• _Problem statement_
Write only how many lines in this data include "boot".

• _Data to use_
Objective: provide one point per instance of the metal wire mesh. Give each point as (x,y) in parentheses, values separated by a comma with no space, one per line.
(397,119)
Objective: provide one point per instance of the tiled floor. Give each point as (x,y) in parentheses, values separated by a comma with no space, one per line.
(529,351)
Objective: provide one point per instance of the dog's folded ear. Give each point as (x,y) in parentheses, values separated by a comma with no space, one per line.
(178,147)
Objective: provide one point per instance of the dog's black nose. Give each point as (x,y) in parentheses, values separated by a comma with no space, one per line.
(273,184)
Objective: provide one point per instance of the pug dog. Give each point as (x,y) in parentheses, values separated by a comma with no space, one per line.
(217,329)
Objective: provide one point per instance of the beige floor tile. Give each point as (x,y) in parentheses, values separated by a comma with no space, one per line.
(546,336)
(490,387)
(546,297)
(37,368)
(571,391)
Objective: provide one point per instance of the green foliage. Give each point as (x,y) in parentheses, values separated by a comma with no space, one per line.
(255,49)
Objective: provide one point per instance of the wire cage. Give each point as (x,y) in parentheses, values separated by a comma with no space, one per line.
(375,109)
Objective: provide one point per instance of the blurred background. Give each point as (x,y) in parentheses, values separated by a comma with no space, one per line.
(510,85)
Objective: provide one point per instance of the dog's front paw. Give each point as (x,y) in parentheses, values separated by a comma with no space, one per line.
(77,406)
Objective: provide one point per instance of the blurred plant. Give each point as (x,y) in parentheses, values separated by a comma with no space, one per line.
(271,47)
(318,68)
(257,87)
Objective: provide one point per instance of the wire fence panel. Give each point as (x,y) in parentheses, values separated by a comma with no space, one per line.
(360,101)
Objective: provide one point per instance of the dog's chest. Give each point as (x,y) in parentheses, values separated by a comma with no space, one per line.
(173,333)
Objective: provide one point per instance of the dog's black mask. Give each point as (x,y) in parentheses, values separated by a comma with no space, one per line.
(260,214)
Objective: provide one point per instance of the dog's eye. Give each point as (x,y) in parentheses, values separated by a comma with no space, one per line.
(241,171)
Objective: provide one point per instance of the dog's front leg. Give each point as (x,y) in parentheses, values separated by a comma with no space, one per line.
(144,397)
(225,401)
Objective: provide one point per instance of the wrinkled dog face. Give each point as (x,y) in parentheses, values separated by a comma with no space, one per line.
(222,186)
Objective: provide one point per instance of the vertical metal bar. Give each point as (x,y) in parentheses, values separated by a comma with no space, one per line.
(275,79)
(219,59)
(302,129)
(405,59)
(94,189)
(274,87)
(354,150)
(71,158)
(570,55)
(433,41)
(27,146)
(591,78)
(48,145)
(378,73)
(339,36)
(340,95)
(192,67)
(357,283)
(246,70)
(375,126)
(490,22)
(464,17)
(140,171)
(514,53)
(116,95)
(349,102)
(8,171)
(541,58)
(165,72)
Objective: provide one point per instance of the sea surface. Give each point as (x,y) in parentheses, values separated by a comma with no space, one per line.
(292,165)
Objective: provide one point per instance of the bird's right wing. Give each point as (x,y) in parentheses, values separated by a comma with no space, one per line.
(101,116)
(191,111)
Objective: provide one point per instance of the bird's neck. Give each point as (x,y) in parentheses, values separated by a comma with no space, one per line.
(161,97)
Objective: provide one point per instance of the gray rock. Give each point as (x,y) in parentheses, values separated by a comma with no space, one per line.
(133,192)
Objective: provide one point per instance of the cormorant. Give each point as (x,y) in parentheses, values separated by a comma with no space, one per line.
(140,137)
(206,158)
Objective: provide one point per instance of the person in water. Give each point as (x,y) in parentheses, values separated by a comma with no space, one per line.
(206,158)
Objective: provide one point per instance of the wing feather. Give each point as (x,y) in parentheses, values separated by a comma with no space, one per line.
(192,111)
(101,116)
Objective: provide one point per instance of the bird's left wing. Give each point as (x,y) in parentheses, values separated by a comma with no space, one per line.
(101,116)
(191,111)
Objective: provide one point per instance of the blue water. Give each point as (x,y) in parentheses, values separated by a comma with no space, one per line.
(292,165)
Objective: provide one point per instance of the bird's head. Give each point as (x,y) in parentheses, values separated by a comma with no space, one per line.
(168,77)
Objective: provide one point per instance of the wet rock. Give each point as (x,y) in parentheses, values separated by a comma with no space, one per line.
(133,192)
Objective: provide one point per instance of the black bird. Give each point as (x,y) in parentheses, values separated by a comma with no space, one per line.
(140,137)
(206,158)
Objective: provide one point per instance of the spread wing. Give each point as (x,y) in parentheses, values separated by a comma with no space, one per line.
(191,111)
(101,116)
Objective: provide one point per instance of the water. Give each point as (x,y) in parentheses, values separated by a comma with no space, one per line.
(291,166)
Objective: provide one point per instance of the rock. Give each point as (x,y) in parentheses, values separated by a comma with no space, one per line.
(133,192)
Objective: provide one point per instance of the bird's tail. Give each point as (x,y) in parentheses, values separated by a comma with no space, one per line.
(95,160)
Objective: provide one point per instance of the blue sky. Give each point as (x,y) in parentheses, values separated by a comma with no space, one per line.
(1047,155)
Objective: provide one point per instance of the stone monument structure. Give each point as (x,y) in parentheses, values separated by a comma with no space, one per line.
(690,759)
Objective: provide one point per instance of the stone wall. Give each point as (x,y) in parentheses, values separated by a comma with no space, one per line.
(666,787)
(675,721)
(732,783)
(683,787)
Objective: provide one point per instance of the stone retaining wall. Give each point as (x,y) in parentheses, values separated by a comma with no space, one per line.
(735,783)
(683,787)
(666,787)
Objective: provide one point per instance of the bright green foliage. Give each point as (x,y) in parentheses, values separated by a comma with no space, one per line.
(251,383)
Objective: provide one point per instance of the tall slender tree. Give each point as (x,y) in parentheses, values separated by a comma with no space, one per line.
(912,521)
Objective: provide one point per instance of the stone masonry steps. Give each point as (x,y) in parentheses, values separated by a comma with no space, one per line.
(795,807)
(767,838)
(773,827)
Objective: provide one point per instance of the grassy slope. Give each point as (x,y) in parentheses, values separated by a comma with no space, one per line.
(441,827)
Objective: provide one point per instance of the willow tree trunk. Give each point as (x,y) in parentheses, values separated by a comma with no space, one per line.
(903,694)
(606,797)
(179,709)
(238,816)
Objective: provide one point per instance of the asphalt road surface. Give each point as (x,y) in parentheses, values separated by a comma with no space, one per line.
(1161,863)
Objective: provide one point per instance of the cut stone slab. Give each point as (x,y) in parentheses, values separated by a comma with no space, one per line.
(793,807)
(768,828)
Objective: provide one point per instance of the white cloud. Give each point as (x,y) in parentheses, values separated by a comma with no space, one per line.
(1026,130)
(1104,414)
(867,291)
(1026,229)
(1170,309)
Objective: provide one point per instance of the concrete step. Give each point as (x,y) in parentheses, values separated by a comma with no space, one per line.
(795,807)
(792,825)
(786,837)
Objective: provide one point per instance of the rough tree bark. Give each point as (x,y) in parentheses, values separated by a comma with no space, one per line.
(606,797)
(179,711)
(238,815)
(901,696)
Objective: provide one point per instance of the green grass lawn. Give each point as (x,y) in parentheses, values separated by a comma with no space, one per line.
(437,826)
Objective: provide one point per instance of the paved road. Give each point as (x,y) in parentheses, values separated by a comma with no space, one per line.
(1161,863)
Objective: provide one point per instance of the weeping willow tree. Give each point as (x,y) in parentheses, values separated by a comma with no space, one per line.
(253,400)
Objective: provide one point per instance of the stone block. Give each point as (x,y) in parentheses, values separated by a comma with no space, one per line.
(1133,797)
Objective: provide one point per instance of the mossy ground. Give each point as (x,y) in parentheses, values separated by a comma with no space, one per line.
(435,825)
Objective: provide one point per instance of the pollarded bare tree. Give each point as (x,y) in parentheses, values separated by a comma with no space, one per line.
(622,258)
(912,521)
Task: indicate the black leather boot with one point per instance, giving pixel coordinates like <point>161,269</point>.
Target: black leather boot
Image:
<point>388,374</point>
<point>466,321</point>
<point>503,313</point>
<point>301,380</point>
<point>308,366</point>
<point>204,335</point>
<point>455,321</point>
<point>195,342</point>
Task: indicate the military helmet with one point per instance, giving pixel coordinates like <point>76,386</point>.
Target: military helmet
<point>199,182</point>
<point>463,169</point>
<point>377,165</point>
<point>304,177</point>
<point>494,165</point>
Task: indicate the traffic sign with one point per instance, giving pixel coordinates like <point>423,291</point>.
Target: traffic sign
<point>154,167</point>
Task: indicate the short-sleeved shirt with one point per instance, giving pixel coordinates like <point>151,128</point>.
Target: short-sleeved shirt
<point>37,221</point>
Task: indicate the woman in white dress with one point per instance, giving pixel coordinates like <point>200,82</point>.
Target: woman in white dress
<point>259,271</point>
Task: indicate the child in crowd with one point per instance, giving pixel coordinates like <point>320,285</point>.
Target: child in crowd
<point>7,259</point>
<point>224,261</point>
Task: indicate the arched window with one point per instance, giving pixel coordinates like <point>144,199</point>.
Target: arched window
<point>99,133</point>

• _Exercise answer_
2